### AIM
Repeat the following lines exactly and nothing else: the line containing "The component shall locate the cockroach" and each line after it through the end of the listing.

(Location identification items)
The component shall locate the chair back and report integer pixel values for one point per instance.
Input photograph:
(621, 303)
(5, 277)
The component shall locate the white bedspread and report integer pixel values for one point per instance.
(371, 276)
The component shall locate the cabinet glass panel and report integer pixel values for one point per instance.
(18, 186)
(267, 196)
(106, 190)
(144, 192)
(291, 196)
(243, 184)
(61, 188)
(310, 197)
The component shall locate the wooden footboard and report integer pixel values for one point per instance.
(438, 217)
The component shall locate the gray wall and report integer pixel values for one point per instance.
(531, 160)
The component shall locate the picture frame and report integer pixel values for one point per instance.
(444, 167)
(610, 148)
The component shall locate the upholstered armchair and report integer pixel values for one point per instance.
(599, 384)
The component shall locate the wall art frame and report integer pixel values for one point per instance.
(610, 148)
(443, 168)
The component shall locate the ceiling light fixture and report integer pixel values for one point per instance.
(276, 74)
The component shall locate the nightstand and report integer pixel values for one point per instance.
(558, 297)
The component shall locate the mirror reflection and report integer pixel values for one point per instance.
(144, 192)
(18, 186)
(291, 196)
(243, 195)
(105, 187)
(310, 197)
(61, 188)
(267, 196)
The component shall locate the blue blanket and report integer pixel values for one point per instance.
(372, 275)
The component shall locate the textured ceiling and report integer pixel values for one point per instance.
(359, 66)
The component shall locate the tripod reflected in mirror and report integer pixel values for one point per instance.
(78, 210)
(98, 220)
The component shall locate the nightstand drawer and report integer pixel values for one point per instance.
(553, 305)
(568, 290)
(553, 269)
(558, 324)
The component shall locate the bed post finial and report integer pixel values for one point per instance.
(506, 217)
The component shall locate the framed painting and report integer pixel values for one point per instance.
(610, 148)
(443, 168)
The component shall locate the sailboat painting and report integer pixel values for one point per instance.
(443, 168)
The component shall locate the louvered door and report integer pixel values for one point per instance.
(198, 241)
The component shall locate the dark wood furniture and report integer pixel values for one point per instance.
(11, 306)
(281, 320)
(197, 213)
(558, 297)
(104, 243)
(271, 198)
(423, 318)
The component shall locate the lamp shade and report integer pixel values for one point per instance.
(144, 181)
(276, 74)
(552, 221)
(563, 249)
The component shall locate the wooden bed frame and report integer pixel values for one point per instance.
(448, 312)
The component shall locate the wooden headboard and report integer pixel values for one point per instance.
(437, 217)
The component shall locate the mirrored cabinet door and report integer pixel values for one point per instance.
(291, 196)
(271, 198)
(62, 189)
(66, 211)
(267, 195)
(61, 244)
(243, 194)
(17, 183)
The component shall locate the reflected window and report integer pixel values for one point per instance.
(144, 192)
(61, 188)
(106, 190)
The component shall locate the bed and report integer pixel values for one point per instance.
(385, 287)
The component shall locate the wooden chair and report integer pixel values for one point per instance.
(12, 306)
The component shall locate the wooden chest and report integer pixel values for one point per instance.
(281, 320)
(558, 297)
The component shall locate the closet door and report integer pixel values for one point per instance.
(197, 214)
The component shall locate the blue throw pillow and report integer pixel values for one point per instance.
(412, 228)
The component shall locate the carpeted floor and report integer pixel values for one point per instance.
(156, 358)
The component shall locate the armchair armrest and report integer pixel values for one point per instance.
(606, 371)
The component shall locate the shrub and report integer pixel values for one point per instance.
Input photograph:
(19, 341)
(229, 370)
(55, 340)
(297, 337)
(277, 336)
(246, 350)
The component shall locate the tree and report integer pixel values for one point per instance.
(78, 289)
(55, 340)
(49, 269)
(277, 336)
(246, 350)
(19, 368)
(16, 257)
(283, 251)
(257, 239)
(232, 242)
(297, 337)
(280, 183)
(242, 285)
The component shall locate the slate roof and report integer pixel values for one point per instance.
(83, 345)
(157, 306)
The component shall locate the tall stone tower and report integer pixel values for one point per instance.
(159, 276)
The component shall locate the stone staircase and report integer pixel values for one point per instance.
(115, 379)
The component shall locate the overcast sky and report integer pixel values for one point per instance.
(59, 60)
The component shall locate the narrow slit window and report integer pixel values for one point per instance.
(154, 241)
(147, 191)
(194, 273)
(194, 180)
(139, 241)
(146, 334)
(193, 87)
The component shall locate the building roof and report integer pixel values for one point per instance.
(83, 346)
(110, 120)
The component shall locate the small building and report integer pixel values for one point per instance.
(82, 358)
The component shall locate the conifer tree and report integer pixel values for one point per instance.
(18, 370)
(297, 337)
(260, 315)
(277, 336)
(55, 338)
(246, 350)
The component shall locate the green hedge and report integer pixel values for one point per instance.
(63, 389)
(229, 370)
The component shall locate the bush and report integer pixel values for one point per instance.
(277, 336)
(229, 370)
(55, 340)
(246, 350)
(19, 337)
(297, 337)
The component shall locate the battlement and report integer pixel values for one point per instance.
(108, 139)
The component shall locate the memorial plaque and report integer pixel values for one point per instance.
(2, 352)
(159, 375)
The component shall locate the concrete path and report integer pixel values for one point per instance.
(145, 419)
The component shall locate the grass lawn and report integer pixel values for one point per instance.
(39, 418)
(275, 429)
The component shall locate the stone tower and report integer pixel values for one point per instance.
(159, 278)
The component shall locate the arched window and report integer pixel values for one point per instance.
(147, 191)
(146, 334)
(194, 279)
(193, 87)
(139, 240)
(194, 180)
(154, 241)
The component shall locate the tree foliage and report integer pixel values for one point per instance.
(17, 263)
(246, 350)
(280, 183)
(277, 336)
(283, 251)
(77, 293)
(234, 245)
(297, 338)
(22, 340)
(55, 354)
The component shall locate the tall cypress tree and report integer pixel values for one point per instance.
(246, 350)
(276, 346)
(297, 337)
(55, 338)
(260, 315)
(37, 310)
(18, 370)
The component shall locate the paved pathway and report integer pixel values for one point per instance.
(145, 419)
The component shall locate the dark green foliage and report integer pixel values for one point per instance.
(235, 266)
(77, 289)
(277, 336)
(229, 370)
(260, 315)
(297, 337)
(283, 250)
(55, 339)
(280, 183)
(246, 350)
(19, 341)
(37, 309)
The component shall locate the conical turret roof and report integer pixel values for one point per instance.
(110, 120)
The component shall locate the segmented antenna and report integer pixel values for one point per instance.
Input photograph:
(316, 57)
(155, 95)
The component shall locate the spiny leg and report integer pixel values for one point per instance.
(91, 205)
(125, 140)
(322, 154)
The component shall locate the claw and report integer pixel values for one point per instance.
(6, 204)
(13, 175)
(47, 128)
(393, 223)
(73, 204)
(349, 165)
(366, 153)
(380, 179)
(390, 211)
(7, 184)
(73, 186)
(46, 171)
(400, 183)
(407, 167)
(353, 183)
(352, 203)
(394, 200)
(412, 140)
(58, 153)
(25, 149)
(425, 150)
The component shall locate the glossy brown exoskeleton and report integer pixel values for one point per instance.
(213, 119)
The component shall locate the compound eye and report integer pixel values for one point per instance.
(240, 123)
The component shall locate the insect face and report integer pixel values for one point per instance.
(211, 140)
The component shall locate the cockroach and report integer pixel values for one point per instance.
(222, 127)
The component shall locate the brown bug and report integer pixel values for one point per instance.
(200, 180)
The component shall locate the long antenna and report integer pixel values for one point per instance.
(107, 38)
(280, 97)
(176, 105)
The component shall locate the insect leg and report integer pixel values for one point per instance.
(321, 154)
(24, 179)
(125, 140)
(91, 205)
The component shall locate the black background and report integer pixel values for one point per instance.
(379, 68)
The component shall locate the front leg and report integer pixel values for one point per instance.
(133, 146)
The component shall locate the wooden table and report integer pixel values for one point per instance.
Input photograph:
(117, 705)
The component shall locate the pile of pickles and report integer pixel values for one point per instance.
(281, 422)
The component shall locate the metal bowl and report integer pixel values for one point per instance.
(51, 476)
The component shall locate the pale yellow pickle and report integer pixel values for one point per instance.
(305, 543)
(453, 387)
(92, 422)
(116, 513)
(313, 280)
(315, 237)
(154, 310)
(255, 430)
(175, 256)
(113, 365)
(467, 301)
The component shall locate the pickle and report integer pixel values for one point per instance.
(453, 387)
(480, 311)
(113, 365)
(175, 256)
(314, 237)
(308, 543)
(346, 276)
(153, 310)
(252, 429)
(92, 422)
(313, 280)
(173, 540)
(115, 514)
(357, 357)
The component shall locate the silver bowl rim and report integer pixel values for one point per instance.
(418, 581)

### RESULT OF THE EXERCISE
The component shall locate the cockroach and report integer pixel values for one point per instance.
(222, 127)
The component shall locate the brown bug and report integer pixel values for one point per instance.
(200, 180)
The component shall locate the long antenna and report integer pixel values for one point per instance.
(107, 38)
(280, 97)
(176, 105)
The component shall locate the insect leg and report integer pixel values for one point per instance.
(321, 154)
(24, 179)
(125, 140)
(91, 205)
The component shall locate the black background and report integer pixel values for one point per instance.
(379, 68)
The component shall locate the front leg and report integer pixel values for one point per instance.
(133, 146)
The component shall locate the wooden table and report integer pixel values for one point per instance.
Input photograph:
(117, 705)
The component shall locate the pile of pickles and report integer pixel values for one point per instance.
(281, 422)
The component shall locate the metal bowl and report integer pixel values for one point per instance.
(51, 476)
The component shall locate the pale yellow pickle and report integer pixel values for one point per instance.
(305, 543)
(453, 387)
(92, 422)
(116, 513)
(313, 280)
(315, 237)
(154, 310)
(255, 430)
(175, 256)
(113, 365)
(467, 301)
The component shall locate the pickle and report integer pixel values for one point per instance.
(453, 387)
(480, 311)
(113, 365)
(175, 256)
(314, 237)
(308, 543)
(346, 276)
(153, 310)
(252, 429)
(92, 422)
(313, 280)
(173, 540)
(115, 514)
(357, 357)
The component shall locate the silver bowl rim and report integer pixel values for one point per instance.
(418, 581)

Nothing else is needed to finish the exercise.